§ What to work on
Rewrite everything from the line containing "Practice. Annotate every instance of the dark tile" down to the line containing "x=297 y=230", swapping "single point" for "one point" and leaving all else unchanged.
==============================
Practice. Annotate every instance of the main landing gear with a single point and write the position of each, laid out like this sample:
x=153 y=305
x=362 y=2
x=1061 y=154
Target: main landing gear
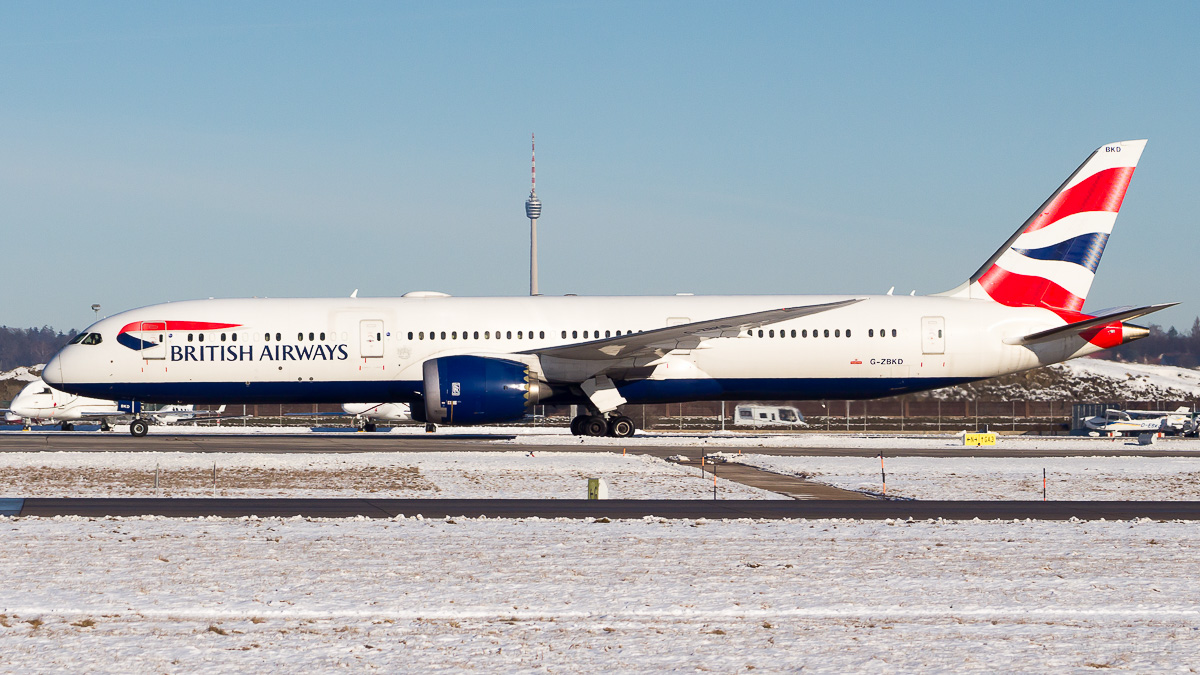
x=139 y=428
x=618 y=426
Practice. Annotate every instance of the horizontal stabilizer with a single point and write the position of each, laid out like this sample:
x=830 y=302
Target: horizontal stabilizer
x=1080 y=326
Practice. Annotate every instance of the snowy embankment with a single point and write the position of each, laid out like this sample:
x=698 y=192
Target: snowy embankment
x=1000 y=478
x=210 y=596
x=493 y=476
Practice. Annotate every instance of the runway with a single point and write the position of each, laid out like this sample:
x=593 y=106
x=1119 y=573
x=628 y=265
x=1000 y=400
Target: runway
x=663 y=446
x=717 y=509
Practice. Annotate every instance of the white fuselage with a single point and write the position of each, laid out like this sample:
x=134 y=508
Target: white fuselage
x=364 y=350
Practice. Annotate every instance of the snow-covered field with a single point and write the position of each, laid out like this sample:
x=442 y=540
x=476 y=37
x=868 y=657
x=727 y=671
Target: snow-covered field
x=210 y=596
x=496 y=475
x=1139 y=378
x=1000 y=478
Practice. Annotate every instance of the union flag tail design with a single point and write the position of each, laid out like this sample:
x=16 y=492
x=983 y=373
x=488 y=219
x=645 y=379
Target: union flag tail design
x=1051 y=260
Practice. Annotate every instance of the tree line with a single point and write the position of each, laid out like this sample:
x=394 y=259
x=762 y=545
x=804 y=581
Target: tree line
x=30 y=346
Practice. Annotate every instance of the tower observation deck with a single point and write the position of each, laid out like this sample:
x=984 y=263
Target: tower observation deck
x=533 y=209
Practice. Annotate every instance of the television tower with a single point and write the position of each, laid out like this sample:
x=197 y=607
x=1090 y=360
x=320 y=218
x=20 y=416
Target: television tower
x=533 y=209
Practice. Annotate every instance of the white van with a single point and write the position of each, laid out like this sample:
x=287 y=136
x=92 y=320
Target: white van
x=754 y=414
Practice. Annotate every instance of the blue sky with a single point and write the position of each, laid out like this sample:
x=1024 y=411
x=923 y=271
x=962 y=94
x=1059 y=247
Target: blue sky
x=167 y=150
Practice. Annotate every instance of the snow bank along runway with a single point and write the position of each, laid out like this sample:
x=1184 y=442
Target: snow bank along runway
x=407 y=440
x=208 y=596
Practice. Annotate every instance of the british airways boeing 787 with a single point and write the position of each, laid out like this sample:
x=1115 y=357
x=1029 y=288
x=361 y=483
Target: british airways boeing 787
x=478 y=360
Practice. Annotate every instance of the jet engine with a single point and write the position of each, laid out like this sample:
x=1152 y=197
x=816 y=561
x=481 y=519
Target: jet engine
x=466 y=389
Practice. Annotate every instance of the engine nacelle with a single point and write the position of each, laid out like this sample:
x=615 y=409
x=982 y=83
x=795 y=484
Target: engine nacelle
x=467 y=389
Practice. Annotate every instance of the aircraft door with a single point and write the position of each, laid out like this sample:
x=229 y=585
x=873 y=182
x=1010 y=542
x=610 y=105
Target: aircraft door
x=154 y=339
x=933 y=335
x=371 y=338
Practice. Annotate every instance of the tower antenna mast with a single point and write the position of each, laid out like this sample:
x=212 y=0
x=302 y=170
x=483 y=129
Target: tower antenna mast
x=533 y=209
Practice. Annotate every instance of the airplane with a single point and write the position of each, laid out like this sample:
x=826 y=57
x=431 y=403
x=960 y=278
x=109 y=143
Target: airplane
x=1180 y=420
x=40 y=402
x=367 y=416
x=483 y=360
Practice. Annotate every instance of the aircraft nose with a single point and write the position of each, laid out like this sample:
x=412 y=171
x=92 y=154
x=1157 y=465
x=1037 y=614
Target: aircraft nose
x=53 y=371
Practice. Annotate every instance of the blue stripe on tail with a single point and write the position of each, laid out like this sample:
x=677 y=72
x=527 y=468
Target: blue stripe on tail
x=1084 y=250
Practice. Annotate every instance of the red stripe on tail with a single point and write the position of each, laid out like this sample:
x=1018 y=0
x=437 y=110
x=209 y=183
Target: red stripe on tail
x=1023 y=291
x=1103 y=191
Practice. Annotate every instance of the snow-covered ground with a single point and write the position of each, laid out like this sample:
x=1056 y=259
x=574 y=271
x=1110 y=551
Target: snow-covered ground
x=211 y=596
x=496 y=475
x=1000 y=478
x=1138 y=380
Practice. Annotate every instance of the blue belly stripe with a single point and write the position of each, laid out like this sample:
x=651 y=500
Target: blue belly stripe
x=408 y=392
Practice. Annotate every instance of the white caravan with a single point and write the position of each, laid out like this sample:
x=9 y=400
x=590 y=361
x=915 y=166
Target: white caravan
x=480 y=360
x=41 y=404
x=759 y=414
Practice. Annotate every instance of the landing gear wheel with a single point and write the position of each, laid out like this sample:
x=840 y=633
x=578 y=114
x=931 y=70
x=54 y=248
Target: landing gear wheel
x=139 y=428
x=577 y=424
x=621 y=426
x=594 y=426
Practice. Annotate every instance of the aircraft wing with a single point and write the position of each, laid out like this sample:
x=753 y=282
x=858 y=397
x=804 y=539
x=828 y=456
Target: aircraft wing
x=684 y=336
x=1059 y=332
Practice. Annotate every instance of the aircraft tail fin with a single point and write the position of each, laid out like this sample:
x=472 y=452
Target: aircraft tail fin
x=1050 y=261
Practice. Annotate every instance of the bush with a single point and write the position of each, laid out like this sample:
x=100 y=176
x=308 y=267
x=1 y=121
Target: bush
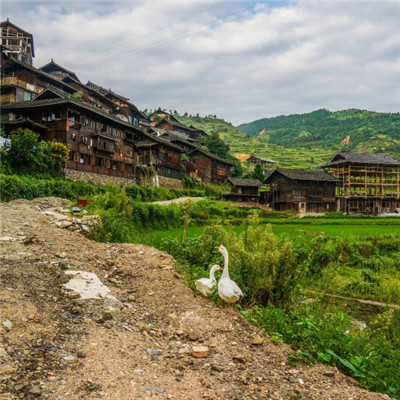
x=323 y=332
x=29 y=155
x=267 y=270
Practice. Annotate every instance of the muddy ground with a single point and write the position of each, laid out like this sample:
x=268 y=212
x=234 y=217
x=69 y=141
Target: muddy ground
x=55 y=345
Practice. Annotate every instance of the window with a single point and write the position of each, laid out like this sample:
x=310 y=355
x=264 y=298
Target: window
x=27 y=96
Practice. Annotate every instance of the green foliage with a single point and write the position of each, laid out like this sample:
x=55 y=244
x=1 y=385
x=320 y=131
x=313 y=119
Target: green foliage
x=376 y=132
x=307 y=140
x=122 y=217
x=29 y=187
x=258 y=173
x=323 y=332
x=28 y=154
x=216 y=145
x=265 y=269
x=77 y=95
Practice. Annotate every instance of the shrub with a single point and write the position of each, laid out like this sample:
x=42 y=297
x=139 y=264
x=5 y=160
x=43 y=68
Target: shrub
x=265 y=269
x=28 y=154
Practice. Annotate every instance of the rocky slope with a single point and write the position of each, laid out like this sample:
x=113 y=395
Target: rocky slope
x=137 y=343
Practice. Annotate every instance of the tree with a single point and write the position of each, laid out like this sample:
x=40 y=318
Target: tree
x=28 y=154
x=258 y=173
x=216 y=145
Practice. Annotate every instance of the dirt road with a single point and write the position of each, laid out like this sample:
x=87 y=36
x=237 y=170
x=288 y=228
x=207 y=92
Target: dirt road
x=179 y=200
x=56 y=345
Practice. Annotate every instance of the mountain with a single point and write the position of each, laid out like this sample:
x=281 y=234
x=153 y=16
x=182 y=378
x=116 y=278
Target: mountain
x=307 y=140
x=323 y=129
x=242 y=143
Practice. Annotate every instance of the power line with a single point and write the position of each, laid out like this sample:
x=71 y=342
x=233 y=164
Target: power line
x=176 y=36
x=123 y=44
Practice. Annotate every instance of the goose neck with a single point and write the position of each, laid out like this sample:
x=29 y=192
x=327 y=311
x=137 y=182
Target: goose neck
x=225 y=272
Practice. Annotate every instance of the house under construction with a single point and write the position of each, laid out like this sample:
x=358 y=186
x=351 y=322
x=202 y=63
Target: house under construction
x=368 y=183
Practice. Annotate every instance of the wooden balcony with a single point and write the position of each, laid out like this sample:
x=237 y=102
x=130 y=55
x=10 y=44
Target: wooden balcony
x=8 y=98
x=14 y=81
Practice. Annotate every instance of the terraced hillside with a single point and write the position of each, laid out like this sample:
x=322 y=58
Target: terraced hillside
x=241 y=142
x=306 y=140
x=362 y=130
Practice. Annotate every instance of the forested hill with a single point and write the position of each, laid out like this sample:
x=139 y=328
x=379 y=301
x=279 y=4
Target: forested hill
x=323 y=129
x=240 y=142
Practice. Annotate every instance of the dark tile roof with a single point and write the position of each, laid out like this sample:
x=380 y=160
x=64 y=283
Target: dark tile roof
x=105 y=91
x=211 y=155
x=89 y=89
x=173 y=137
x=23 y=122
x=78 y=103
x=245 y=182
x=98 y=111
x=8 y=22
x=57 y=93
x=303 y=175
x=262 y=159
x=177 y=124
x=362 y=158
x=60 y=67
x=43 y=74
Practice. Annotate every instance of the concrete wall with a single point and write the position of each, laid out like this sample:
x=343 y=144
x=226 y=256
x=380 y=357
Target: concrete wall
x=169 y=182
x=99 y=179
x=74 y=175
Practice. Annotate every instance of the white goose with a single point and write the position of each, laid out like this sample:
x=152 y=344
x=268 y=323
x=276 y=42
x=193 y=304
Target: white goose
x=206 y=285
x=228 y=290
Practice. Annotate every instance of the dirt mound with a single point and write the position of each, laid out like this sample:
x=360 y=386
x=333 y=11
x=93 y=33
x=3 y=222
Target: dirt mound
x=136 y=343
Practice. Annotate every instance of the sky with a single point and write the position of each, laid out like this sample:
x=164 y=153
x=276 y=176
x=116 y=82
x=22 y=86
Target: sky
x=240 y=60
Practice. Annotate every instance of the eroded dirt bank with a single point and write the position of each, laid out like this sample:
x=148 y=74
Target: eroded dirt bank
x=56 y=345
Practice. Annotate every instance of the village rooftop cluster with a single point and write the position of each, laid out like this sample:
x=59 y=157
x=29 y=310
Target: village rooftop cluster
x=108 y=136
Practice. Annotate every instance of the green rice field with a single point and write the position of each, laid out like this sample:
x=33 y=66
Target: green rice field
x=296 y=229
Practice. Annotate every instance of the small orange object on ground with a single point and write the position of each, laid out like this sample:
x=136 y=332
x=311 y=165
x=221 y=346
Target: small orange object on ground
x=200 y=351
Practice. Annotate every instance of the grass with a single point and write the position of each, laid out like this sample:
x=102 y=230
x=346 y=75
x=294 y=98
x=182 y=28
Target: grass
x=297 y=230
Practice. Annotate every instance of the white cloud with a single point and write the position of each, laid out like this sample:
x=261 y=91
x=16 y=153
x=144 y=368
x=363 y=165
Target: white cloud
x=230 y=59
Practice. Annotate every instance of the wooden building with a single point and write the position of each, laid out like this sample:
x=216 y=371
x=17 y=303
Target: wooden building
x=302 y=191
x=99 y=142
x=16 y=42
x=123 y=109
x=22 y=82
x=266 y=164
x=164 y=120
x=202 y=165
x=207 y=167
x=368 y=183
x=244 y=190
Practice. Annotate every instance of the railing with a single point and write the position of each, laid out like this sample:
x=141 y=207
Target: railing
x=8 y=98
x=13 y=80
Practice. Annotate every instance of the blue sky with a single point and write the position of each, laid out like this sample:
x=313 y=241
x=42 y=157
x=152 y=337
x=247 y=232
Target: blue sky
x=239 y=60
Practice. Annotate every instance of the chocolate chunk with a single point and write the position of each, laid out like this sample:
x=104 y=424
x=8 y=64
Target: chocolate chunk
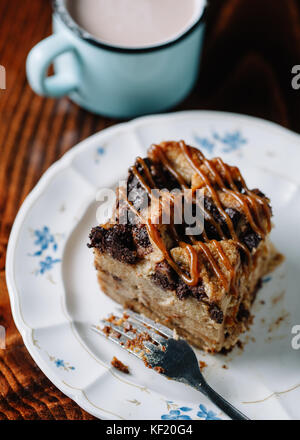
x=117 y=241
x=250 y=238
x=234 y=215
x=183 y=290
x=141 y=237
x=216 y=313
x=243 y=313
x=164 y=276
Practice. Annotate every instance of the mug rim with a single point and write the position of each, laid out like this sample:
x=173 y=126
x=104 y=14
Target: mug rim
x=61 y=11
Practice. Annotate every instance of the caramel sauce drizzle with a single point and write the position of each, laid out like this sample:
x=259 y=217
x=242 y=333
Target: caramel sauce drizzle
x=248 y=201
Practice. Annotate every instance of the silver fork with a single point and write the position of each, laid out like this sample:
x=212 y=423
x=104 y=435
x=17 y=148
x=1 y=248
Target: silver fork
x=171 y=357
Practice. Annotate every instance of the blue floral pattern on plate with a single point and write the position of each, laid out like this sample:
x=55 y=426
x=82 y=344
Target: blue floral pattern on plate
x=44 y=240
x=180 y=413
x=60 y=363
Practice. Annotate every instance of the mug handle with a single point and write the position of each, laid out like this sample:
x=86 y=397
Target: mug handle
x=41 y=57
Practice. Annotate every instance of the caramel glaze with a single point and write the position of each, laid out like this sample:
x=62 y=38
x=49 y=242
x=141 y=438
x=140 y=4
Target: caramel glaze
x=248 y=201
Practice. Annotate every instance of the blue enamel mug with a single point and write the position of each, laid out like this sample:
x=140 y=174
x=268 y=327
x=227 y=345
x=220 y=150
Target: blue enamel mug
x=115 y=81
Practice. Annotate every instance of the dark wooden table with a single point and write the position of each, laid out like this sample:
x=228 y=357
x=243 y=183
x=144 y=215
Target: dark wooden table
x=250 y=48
==============================
§ The response
Practice. Annotate every instance of the dark tile roof with a one point and write the position of each, laid out like this sample:
x=380 y=160
x=64 y=283
Target: dark tile roof
x=105 y=91
x=211 y=155
x=89 y=89
x=173 y=137
x=23 y=122
x=78 y=103
x=245 y=182
x=98 y=111
x=8 y=22
x=57 y=93
x=303 y=175
x=262 y=159
x=177 y=124
x=362 y=158
x=60 y=67
x=43 y=74
Practice. Annotate every instance of the concrete wall with a one point and write the position of each, laid out like this sample:
x=343 y=144
x=226 y=256
x=380 y=357
Target: concrete wall
x=169 y=182
x=99 y=179
x=74 y=175
Practice. Annotate every instance of the white goose with a one point and write the position of each, laid out like this sample:
x=152 y=344
x=268 y=323
x=276 y=42
x=193 y=304
Target: white goose
x=206 y=285
x=228 y=290
Practice. Annotate every instance of the dirt mound with a one point and write the position of each, laid out like this sample:
x=360 y=386
x=333 y=11
x=93 y=33
x=3 y=222
Target: dirt mound
x=136 y=343
Practice. Annotate every instance of the sky with a one point and write the position of each, laid out like this sample:
x=164 y=153
x=276 y=176
x=116 y=82
x=22 y=86
Target: sky
x=240 y=60
Practice. Annotate every instance of the eroded dirt bank with a one point and write the position of each, laid out like this sample:
x=148 y=74
Target: eroded dirt bank
x=56 y=345
Practice. Annotate every instance of the village rooftop cluster with a one point and write the position of each, laid out like this sample:
x=59 y=157
x=29 y=310
Target: village rooftop cluster
x=108 y=136
Practice. Annotate every instance of the green rice field with a one point and write the position of each, laid out like this sample:
x=33 y=66
Target: green rice field
x=296 y=229
Practice. Annotate every instance of the small orange object on ground with a one point and write the position of each, laid out like this sample:
x=136 y=332
x=311 y=165
x=221 y=346
Target: small orange object on ground
x=200 y=351
Practice. Annotate every instance of the grass with a one point and write the position of each, laid out like this sample:
x=102 y=230
x=346 y=75
x=294 y=98
x=182 y=28
Target: grass
x=297 y=230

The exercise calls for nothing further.